>> START THE RECORDS

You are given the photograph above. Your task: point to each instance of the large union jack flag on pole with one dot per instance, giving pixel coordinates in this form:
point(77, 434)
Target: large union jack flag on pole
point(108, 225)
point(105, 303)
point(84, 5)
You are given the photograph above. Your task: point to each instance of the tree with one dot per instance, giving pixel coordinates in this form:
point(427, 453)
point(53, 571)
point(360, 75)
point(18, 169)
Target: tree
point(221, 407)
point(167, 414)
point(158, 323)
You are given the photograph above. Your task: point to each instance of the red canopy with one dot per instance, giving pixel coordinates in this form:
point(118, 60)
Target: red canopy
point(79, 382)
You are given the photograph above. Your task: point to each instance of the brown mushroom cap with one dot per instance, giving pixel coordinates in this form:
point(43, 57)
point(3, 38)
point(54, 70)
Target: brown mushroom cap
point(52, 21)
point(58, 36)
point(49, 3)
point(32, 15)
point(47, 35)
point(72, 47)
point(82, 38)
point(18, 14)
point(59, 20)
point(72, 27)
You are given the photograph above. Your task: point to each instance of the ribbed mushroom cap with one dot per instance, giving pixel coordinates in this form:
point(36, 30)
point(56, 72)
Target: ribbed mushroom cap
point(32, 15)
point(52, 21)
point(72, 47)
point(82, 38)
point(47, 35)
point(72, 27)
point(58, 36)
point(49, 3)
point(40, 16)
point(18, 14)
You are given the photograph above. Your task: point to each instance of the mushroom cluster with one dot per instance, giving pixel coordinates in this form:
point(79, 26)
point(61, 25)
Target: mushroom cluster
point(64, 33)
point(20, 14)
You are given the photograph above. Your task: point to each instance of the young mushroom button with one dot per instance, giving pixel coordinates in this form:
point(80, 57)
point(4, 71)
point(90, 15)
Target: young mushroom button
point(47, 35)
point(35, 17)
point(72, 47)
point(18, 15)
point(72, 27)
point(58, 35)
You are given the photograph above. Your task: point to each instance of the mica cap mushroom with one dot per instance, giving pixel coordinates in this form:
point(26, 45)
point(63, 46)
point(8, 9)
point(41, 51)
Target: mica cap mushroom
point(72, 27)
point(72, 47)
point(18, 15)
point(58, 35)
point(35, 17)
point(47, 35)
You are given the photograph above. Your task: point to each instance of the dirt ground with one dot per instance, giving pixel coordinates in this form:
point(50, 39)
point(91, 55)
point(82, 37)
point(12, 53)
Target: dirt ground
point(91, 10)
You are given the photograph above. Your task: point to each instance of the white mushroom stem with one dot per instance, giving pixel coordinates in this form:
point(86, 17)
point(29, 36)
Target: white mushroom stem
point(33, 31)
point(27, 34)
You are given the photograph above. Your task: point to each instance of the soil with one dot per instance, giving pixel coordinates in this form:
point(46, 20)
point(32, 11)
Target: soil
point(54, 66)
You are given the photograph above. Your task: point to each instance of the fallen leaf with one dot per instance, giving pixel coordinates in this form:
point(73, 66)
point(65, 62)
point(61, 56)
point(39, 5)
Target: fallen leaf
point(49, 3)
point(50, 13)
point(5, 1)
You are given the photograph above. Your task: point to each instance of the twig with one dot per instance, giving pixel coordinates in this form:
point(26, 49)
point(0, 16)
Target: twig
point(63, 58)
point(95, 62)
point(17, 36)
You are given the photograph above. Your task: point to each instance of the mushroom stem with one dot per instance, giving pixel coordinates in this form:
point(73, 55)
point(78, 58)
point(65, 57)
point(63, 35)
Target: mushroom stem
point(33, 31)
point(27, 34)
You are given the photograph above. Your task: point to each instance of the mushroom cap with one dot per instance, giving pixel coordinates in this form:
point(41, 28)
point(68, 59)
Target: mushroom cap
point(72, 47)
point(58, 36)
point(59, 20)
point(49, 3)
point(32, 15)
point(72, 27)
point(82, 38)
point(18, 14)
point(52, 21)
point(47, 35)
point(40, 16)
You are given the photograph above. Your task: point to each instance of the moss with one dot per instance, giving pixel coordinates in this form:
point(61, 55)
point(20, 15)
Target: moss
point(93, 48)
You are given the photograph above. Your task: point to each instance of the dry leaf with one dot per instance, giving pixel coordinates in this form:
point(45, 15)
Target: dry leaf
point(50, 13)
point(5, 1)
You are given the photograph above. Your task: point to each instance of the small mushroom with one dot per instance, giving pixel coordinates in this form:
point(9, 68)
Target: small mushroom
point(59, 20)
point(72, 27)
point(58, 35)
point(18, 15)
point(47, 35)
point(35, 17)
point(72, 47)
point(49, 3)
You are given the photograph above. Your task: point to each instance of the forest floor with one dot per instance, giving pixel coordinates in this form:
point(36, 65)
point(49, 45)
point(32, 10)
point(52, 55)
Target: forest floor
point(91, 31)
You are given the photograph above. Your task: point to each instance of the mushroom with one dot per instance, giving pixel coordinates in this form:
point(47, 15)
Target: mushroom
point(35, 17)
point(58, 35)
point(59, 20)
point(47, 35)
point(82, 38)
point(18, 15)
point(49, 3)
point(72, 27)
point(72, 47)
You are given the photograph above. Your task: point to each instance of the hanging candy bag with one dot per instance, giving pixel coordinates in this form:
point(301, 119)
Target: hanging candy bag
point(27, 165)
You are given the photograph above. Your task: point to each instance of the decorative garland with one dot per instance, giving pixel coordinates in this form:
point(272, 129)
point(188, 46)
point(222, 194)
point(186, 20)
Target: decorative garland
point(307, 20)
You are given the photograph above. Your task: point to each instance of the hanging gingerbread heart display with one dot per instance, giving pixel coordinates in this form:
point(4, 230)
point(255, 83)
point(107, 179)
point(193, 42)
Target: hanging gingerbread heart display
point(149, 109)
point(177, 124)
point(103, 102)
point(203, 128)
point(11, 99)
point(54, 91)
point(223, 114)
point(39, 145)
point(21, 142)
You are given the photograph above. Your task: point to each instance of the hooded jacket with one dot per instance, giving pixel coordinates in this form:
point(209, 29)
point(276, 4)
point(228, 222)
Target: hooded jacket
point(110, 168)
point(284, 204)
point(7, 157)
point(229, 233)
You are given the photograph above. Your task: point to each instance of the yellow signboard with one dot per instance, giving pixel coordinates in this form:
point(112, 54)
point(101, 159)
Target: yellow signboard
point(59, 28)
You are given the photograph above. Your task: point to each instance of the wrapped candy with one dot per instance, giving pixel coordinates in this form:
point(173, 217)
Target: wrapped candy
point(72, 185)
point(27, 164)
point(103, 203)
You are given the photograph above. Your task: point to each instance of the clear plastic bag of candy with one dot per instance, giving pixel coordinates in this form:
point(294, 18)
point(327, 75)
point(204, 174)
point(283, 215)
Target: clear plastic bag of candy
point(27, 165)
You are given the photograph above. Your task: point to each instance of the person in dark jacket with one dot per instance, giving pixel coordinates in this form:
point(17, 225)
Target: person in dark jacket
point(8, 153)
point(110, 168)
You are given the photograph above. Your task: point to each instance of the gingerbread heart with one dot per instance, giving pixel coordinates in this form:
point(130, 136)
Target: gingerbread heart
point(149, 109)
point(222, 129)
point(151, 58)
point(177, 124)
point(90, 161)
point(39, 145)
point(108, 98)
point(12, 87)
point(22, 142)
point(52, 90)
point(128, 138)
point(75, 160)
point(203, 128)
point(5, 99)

>> END THE RECORDS

> YOUR OBJECTIVE: Write the data back out verbatim.

> IN RESPONSE:
You are given the photograph above. Your task: point to each instance of the large union jack flag on pole with one dot per instance, giving pixel coordinates in this form:
point(77, 434)
Target: large union jack flag on pole
point(108, 225)
point(105, 303)
point(84, 5)
You are given the photograph above. Your task: point to each instance of the tree with one dot per instance, giving pixel coordinates in this form:
point(427, 453)
point(53, 571)
point(360, 75)
point(18, 169)
Target: tree
point(221, 407)
point(167, 414)
point(158, 323)
You are given the photograph above. Your task: point to each instance of the red canopy with one dot per instance, giving pixel coordinates in this form:
point(118, 60)
Target: red canopy
point(79, 382)
You are given the photograph above. Your task: point to each instance of the brown mushroom cap with one dot per instance, giving pixel coordinates in this form:
point(43, 57)
point(3, 38)
point(54, 70)
Target: brown mushroom cap
point(52, 21)
point(58, 36)
point(49, 3)
point(32, 15)
point(47, 35)
point(72, 47)
point(82, 38)
point(18, 14)
point(59, 20)
point(72, 27)
You are given the photograph above. Your task: point to each instance of the ribbed mushroom cap with one dot per instance, giving pixel coordinates in this form:
point(36, 30)
point(56, 72)
Target: ribbed mushroom cap
point(32, 15)
point(52, 21)
point(72, 47)
point(82, 38)
point(47, 35)
point(72, 27)
point(58, 36)
point(49, 3)
point(40, 16)
point(18, 14)
You are given the photograph above. Your task: point to each instance of the mushroom cluster with one dot per instance, giving pixel coordinates in this form:
point(79, 26)
point(61, 25)
Target: mushroom cluster
point(64, 33)
point(20, 14)
You are given the photograph above. Your task: point to each instance of the young mushroom button with one dot per instance, giving pixel coordinates in this form:
point(80, 57)
point(4, 71)
point(90, 15)
Target: young mushroom button
point(47, 35)
point(35, 17)
point(72, 47)
point(18, 15)
point(72, 27)
point(58, 35)
You are given the photograph above. Your task: point to each instance of the mica cap mushroom with one dot per instance, giving pixel coordinates in this form:
point(26, 45)
point(63, 46)
point(8, 9)
point(41, 51)
Target: mica cap mushroom
point(72, 27)
point(72, 47)
point(18, 15)
point(58, 35)
point(35, 17)
point(47, 35)
You are given the photograph above. Your task: point to each instance of the dirt ground with one dot per instance, giving pixel coordinates in this form:
point(50, 39)
point(91, 55)
point(82, 37)
point(12, 53)
Target: dirt ground
point(91, 10)
You are given the photograph above. Your task: point to each instance of the white mushroom stem with one dot per instance, giving pixel coordinates in this form:
point(86, 17)
point(29, 36)
Target: white mushroom stem
point(33, 31)
point(27, 34)
You are given the photograph above. Your task: point to each instance of the soil with one dot per instance, giving pixel coordinates in this form:
point(46, 20)
point(32, 11)
Target: soil
point(54, 66)
You are given the photograph above. Your task: point to each instance of the fallen leaf with one dot per instance, giving pixel coordinates in this form:
point(73, 66)
point(65, 62)
point(61, 56)
point(39, 5)
Target: fallen leaf
point(49, 3)
point(50, 13)
point(5, 1)
You are given the photograph above. Your task: point to each instance of the twig with one dot per instance, giving pixel coordinates in this form:
point(26, 49)
point(0, 16)
Target: twig
point(63, 58)
point(95, 62)
point(17, 36)
You are given the photograph above. Your task: point to each instance of the mushroom stem with one dot per instance, giving pixel coordinates in this form:
point(73, 55)
point(78, 58)
point(65, 57)
point(63, 35)
Target: mushroom stem
point(33, 31)
point(27, 34)
You are given the photograph above. Your task: point to each instance of the mushroom cap with one dot per instance, giving pixel coordinates in this form:
point(41, 28)
point(68, 59)
Target: mushroom cap
point(72, 47)
point(58, 36)
point(59, 20)
point(49, 3)
point(32, 15)
point(72, 27)
point(82, 38)
point(18, 14)
point(52, 21)
point(47, 35)
point(40, 16)
You are given the photograph above. Your task: point to each instance of the moss with one dot per instance, giving pixel coordinates in this form:
point(61, 55)
point(20, 15)
Target: moss
point(93, 48)
You are given the photograph above. Your task: point to each instance of the dry leaf with one dot per instance, giving pixel coordinates in this form:
point(45, 15)
Target: dry leaf
point(50, 13)
point(5, 1)
You are given the photograph above. Your task: point to each instance of the small mushroom with one dot per instance, giving pixel coordinates in this form:
point(9, 68)
Target: small mushroom
point(59, 20)
point(72, 27)
point(58, 35)
point(18, 15)
point(47, 35)
point(35, 17)
point(72, 47)
point(49, 3)
You are given the photograph above. Your task: point to each instance of the forest floor with one dot per instance, giving pixel coordinates in this form:
point(36, 65)
point(49, 45)
point(32, 10)
point(52, 55)
Target: forest floor
point(91, 31)
You are given the photograph above. Your task: point to each instance of the mushroom with one dot per instance, giving pixel coordinates in this form:
point(47, 15)
Target: mushroom
point(35, 17)
point(58, 35)
point(59, 20)
point(47, 35)
point(82, 38)
point(18, 15)
point(49, 3)
point(72, 27)
point(72, 47)
You are given the photograph above. Your task: point to each instance of the hanging candy bag with one dot per instance, giving pixel coordinates in this form:
point(301, 119)
Target: hanging candy bag
point(27, 165)
You are given the photograph above. Your task: point to each instance of the decorative garland with one dot per instance, giving pixel coordinates in this form:
point(272, 129)
point(188, 46)
point(222, 194)
point(186, 20)
Target: decorative garland
point(307, 20)
You are given the photograph above. Your task: point to each instance of the hanging gingerbread heart display with one dot per instance, giving pixel coordinates in this form:
point(4, 230)
point(255, 83)
point(107, 179)
point(193, 42)
Target: hanging gingerbread heart display
point(149, 109)
point(177, 124)
point(103, 102)
point(203, 128)
point(11, 99)
point(54, 91)
point(223, 114)
point(39, 145)
point(21, 142)
You are given the photograph above. Your task: point to each instance of the hooded jacket with one dot per instance, giving pixel coordinates in this form:
point(209, 29)
point(276, 4)
point(228, 222)
Target: hooded jacket
point(110, 168)
point(284, 204)
point(7, 157)
point(229, 233)
You are given the photograph above. Your task: point to each instance of the yellow signboard with one dot per instance, giving pixel coordinates in this form:
point(112, 54)
point(101, 159)
Target: yellow signboard
point(59, 28)
You are given the photograph above. Your task: point to each instance of the wrapped candy with one dot per instance, giving pixel coordinates in this form:
point(173, 217)
Target: wrapped candy
point(72, 185)
point(27, 164)
point(103, 203)
You are given the photograph above. Your task: point to each instance of the clear plastic bag of candy with one dot per instance, giving pixel coordinates in this form:
point(294, 18)
point(327, 75)
point(204, 174)
point(283, 215)
Target: clear plastic bag of candy
point(27, 165)
You are given the photograph above. Your task: point to each instance of the person in dark jacket with one dot per instance, giving pixel coordinates in this form:
point(17, 225)
Target: person in dark jacket
point(8, 153)
point(110, 168)
You are given the photograph above. Your task: point to each instance of the gingerbread heart with one dot per instance, giving pixel coordinates in this form:
point(130, 136)
Target: gingerbread heart
point(149, 109)
point(222, 129)
point(151, 58)
point(177, 124)
point(90, 161)
point(39, 145)
point(108, 98)
point(12, 87)
point(22, 142)
point(52, 90)
point(128, 138)
point(75, 160)
point(203, 128)
point(5, 99)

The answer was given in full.